**** Texto fornecido ****
Essa é uma pergunta interessante sobre a correlação entre medidas acústicas e outras propriedades ecológicas nas quais estamos interessados. Não estou ciente de qualquer trabalho visando estimar a biomassa [massa de matéria viva] a partir da bioacústica, mas certamente há muitos deles usando a bioacústica para estimar parâmetros como riqueza de espécies e biocondição [‘saúde’ de um hábitat].

Atualmente, há abordagens muito mais sofisticadas para o reconhecimento automático de espécies nas gravações, e métodos estatísticos inteligentes têm sido desenvolvidos para permitir estimativas robustas a partir dos dados obtidos por bioacústica

A bioacústica permite monitorar individualmente espécies?
Sim. Por sinal, essa é a aplicação mais comum da bioacústica, empregada com mais frequência do que a gravação de uma ampla paisagem sonora, como a que estamos usando [na Papua-Nova Guiné]. Atualmente, há abordagens muito mais sofisticadas para o reconhecimento automático de espécies nas gravações, e métodos estatísticos inteligentes têm sido desenvolvidos para permitir estimativas robustas a partir dos dados obtidos por bioacústica.
**** Bloco de dados ****
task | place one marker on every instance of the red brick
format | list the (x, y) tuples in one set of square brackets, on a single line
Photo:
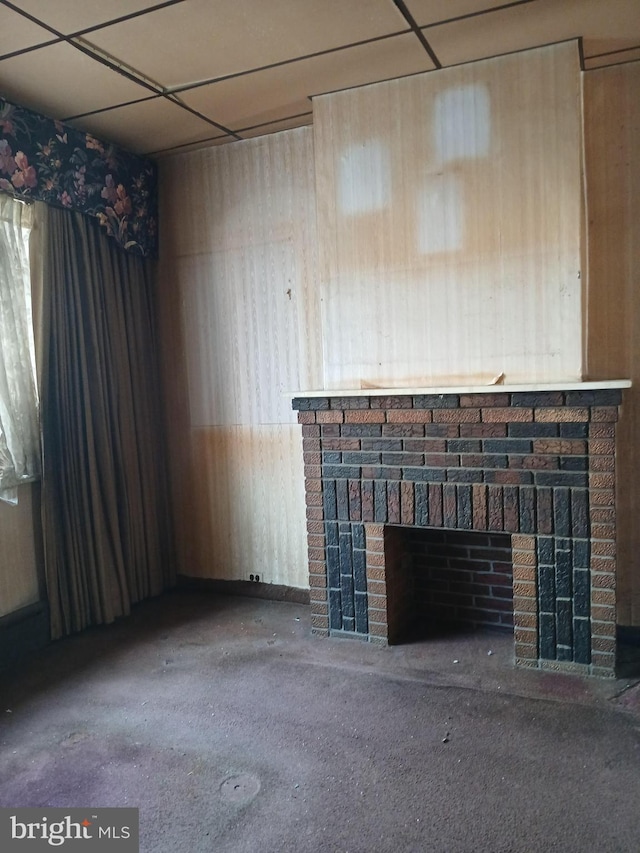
****
Tarefa 1 —
De acordo com o texto sobre bioacústica, qual é a aplicação mais comum da bioacústica?
Tarefa 2 —
Indique se cada afirmação concorda com o texto sobre bioacústica, respondendo sim ou não e citando as palavras do texto que decidem a questão: (a) Quem fala conhece trabalhos que estimam a biomassa a partir da bioacústica. (b) A bioacústica tem sido usada para estimar a riqueza de espécies. (c) A gravação de uma ampla paisagem sonora é empregada com mais frequência do que o monitoramento individual de espécies.
Tarefa 3 —
Resuma o texto sobre bioacústica em duas frases.
O material não tem nenhum papel nesta atividade.

Resposta 1 —
O monitoramento individual de espécies.

Resposta 2 —
(a) Não: "Não estou ciente de qualquer trabalho visando estimar a biomassa [massa de matéria viva] a partir da bioacústica".
(b) Sim: "certamente há muitos deles usando a bioacústica para estimar parâmetros como riqueza de espécies e biocondição".
(c) Não: "empregada com mais frequência do que a gravação de uma ampla paisagem sonora".

Resposta 3 —
Quem fala não conhece trabalhos que estimem a biomassa pela bioacústica, mas afirma que há muitos que a usam para estimar parâmetros como riqueza de espécies e biocondição. A aplicação mais comum da bioacústica é o monitoramento individual de espécies, e hoje existem abordagens sofisticadas de reconhecimento automático e métodos estatísticos que permitem estimativas robustas.